Exercise - Return exactly the lines from the start of the records below through the line containing "Ground the rounded cookie top.", both ends included, and leave out the pictures.

Recorded data -

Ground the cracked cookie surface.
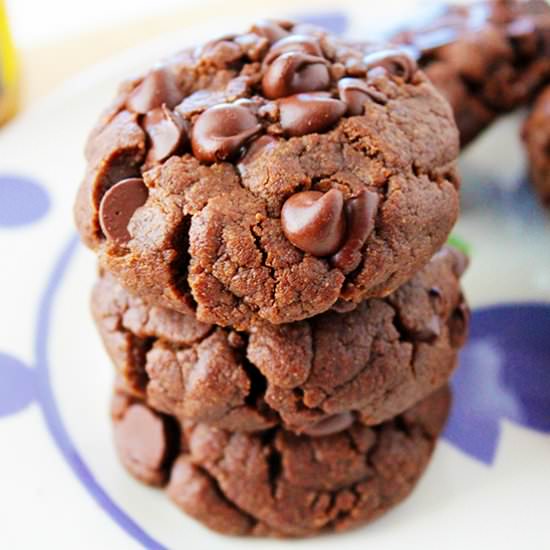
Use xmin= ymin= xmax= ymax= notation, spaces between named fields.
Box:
xmin=111 ymin=384 xmax=451 ymax=537
xmin=94 ymin=246 xmax=468 ymax=434
xmin=75 ymin=20 xmax=460 ymax=329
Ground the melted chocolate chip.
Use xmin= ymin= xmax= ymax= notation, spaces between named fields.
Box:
xmin=331 ymin=190 xmax=379 ymax=273
xmin=264 ymin=35 xmax=323 ymax=65
xmin=281 ymin=189 xmax=346 ymax=257
xmin=278 ymin=93 xmax=347 ymax=137
xmin=99 ymin=178 xmax=149 ymax=245
xmin=191 ymin=103 xmax=262 ymax=163
xmin=302 ymin=412 xmax=354 ymax=437
xmin=338 ymin=77 xmax=387 ymax=115
xmin=250 ymin=20 xmax=289 ymax=43
xmin=262 ymin=52 xmax=330 ymax=99
xmin=127 ymin=67 xmax=184 ymax=114
xmin=143 ymin=106 xmax=187 ymax=162
xmin=114 ymin=404 xmax=168 ymax=478
xmin=363 ymin=49 xmax=417 ymax=81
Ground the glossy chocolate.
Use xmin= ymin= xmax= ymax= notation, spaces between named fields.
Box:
xmin=281 ymin=189 xmax=346 ymax=256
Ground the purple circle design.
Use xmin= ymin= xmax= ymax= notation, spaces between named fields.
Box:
xmin=10 ymin=8 xmax=545 ymax=544
xmin=0 ymin=352 xmax=35 ymax=416
xmin=0 ymin=174 xmax=51 ymax=227
xmin=34 ymin=236 xmax=550 ymax=547
xmin=444 ymin=303 xmax=550 ymax=464
xmin=34 ymin=236 xmax=165 ymax=549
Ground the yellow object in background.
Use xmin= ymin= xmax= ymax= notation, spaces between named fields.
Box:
xmin=0 ymin=0 xmax=17 ymax=125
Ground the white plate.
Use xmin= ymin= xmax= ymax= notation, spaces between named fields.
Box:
xmin=1 ymin=4 xmax=549 ymax=549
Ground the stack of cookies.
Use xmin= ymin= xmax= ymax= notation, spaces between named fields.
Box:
xmin=75 ymin=19 xmax=469 ymax=537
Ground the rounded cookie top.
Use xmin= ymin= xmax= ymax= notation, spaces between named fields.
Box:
xmin=93 ymin=246 xmax=469 ymax=434
xmin=76 ymin=20 xmax=460 ymax=328
xmin=112 ymin=384 xmax=451 ymax=537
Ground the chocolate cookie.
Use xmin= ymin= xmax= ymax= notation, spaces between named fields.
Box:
xmin=523 ymin=84 xmax=550 ymax=206
xmin=93 ymin=246 xmax=468 ymax=434
xmin=111 ymin=384 xmax=451 ymax=537
xmin=392 ymin=0 xmax=550 ymax=146
xmin=75 ymin=20 xmax=460 ymax=329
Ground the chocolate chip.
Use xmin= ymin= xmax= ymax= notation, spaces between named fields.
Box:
xmin=281 ymin=189 xmax=346 ymax=256
xmin=363 ymin=49 xmax=417 ymax=81
xmin=331 ymin=190 xmax=379 ymax=273
xmin=191 ymin=103 xmax=262 ymax=163
xmin=449 ymin=302 xmax=470 ymax=348
xmin=338 ymin=77 xmax=387 ymax=115
xmin=264 ymin=35 xmax=323 ymax=65
xmin=278 ymin=93 xmax=347 ymax=137
xmin=250 ymin=20 xmax=289 ymax=43
xmin=126 ymin=67 xmax=184 ymax=114
xmin=262 ymin=52 xmax=330 ymax=99
xmin=99 ymin=178 xmax=148 ymax=245
xmin=143 ymin=106 xmax=187 ymax=162
xmin=114 ymin=403 xmax=168 ymax=484
xmin=302 ymin=412 xmax=354 ymax=437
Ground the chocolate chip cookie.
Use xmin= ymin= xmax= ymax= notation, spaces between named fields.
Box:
xmin=523 ymin=84 xmax=550 ymax=206
xmin=111 ymin=384 xmax=451 ymax=537
xmin=75 ymin=20 xmax=460 ymax=329
xmin=94 ymin=246 xmax=468 ymax=435
xmin=392 ymin=0 xmax=550 ymax=146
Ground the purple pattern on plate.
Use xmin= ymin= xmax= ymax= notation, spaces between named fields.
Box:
xmin=34 ymin=236 xmax=166 ymax=549
xmin=0 ymin=174 xmax=50 ymax=227
xmin=444 ymin=304 xmax=550 ymax=464
xmin=31 ymin=240 xmax=550 ymax=547
xmin=296 ymin=11 xmax=349 ymax=34
xmin=0 ymin=352 xmax=36 ymax=416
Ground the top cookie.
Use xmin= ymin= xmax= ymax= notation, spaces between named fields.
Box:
xmin=75 ymin=20 xmax=460 ymax=329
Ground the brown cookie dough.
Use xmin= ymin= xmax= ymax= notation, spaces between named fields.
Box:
xmin=391 ymin=0 xmax=550 ymax=146
xmin=111 ymin=385 xmax=451 ymax=537
xmin=75 ymin=21 xmax=460 ymax=329
xmin=93 ymin=246 xmax=469 ymax=434
xmin=523 ymin=84 xmax=550 ymax=206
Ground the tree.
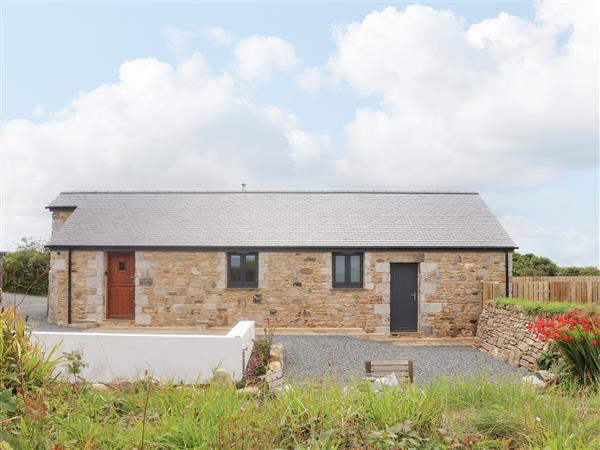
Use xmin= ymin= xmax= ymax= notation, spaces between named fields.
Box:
xmin=557 ymin=266 xmax=600 ymax=276
xmin=513 ymin=252 xmax=600 ymax=277
xmin=512 ymin=252 xmax=559 ymax=276
xmin=2 ymin=238 xmax=50 ymax=296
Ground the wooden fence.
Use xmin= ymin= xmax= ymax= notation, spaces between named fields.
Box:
xmin=481 ymin=277 xmax=600 ymax=304
xmin=512 ymin=276 xmax=600 ymax=303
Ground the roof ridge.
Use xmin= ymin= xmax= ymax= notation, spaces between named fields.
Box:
xmin=57 ymin=190 xmax=480 ymax=195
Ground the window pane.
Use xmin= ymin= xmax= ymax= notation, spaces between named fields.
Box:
xmin=335 ymin=255 xmax=346 ymax=283
xmin=245 ymin=255 xmax=257 ymax=283
xmin=230 ymin=254 xmax=241 ymax=282
xmin=118 ymin=261 xmax=126 ymax=271
xmin=350 ymin=255 xmax=361 ymax=283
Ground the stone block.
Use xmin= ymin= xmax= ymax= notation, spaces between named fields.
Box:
xmin=373 ymin=303 xmax=388 ymax=315
xmin=213 ymin=368 xmax=233 ymax=384
xmin=419 ymin=324 xmax=434 ymax=336
xmin=375 ymin=262 xmax=389 ymax=273
xmin=270 ymin=344 xmax=284 ymax=363
xmin=136 ymin=295 xmax=149 ymax=306
xmin=268 ymin=361 xmax=282 ymax=373
xmin=420 ymin=263 xmax=438 ymax=273
xmin=51 ymin=258 xmax=66 ymax=270
xmin=172 ymin=304 xmax=190 ymax=315
xmin=421 ymin=303 xmax=442 ymax=313
xmin=420 ymin=283 xmax=436 ymax=294
xmin=88 ymin=295 xmax=102 ymax=306
xmin=376 ymin=284 xmax=389 ymax=294
xmin=135 ymin=314 xmax=152 ymax=325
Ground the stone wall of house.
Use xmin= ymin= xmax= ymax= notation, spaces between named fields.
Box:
xmin=48 ymin=251 xmax=68 ymax=324
xmin=48 ymin=249 xmax=509 ymax=335
xmin=474 ymin=302 xmax=548 ymax=371
xmin=51 ymin=210 xmax=73 ymax=236
xmin=132 ymin=250 xmax=508 ymax=336
xmin=48 ymin=251 xmax=104 ymax=325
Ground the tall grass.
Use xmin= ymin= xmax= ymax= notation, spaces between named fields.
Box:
xmin=0 ymin=306 xmax=63 ymax=390
xmin=3 ymin=376 xmax=599 ymax=449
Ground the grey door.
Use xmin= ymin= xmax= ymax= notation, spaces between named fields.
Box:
xmin=390 ymin=263 xmax=418 ymax=332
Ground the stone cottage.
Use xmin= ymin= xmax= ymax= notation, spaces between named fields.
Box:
xmin=46 ymin=191 xmax=515 ymax=336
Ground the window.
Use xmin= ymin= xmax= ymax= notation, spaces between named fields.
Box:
xmin=228 ymin=252 xmax=258 ymax=288
xmin=332 ymin=252 xmax=363 ymax=288
xmin=118 ymin=260 xmax=126 ymax=271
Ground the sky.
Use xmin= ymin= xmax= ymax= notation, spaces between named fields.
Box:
xmin=1 ymin=1 xmax=598 ymax=267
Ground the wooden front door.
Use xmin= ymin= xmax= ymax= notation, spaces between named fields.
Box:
xmin=390 ymin=263 xmax=418 ymax=332
xmin=107 ymin=253 xmax=135 ymax=319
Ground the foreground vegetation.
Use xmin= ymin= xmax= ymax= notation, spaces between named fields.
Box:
xmin=1 ymin=375 xmax=599 ymax=449
xmin=1 ymin=302 xmax=599 ymax=449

Response box -
Ground the cracked cookie surface.
Use xmin= ymin= xmax= ymax= notation, spaces between named fields.
Box:
xmin=111 ymin=384 xmax=451 ymax=537
xmin=94 ymin=246 xmax=468 ymax=434
xmin=75 ymin=20 xmax=460 ymax=329
Ground the melted chocolate chip.
Use xmin= ymin= xmax= ymax= notation, spaces between named fields.
Box:
xmin=331 ymin=190 xmax=379 ymax=273
xmin=264 ymin=35 xmax=323 ymax=65
xmin=281 ymin=189 xmax=346 ymax=257
xmin=278 ymin=93 xmax=347 ymax=137
xmin=99 ymin=178 xmax=149 ymax=245
xmin=191 ymin=103 xmax=262 ymax=163
xmin=302 ymin=412 xmax=354 ymax=437
xmin=338 ymin=77 xmax=387 ymax=115
xmin=250 ymin=20 xmax=289 ymax=43
xmin=262 ymin=52 xmax=330 ymax=99
xmin=127 ymin=67 xmax=184 ymax=114
xmin=143 ymin=106 xmax=187 ymax=162
xmin=114 ymin=404 xmax=168 ymax=478
xmin=363 ymin=49 xmax=417 ymax=81
Ground the glossy chocolate.
Use xmin= ymin= xmax= ymax= notation, spaces between named fields.
Box:
xmin=281 ymin=189 xmax=346 ymax=256
Ground the purple circle design.
Use xmin= ymin= xmax= ymax= notation, spaces between named fields.
Box:
xmin=10 ymin=8 xmax=545 ymax=544
xmin=0 ymin=352 xmax=35 ymax=416
xmin=0 ymin=174 xmax=51 ymax=227
xmin=34 ymin=236 xmax=550 ymax=547
xmin=444 ymin=303 xmax=550 ymax=464
xmin=34 ymin=236 xmax=165 ymax=549
Ground the yellow object in background.
Use xmin= ymin= xmax= ymax= notation, spaces between named fields.
Box:
xmin=0 ymin=0 xmax=17 ymax=125
Ground the white plate.
Use xmin= ymin= xmax= ymax= notation, spaces between named fields.
Box:
xmin=1 ymin=4 xmax=549 ymax=549
Ground the stack of cookies.
Use xmin= ymin= xmax= ymax= notation, spaces between named fields.
Box:
xmin=75 ymin=19 xmax=469 ymax=537
Ground the rounded cookie top.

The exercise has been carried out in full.